▶ [Material for this exercise]
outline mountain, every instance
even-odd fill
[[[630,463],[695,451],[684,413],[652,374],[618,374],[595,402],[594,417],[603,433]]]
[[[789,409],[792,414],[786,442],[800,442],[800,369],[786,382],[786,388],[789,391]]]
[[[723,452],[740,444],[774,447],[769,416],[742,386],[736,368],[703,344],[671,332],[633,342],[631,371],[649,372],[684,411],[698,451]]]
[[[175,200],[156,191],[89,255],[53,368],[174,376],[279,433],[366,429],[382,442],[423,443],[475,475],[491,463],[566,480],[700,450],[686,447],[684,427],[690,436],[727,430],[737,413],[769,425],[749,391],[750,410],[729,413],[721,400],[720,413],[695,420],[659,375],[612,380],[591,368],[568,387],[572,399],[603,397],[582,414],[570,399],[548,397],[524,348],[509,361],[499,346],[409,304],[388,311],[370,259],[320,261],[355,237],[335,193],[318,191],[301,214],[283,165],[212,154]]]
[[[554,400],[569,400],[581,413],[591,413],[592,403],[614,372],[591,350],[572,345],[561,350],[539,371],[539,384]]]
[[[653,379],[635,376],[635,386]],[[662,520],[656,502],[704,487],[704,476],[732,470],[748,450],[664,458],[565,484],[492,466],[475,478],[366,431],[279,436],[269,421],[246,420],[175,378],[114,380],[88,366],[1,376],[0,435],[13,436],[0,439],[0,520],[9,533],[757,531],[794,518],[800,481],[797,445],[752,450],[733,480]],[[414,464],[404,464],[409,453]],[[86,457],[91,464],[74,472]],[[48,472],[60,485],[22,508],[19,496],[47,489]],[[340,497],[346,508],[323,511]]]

==

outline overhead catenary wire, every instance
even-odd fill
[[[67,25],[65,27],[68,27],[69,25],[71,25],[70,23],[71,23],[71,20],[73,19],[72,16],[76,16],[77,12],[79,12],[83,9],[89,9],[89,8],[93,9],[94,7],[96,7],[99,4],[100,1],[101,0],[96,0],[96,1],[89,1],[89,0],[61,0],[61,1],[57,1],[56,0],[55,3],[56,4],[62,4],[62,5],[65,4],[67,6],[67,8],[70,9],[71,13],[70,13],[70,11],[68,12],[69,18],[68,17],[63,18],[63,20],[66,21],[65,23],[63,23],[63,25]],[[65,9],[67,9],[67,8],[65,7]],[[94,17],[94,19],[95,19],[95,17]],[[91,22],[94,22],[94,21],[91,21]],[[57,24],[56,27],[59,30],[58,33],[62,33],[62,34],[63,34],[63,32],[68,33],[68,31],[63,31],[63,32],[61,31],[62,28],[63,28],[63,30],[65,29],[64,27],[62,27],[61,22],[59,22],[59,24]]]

▶ [Task to carry out] Work out how many lines of the records contain the string "outline". Nothing but the number should be written.

▶ [Answer to this exercise] 2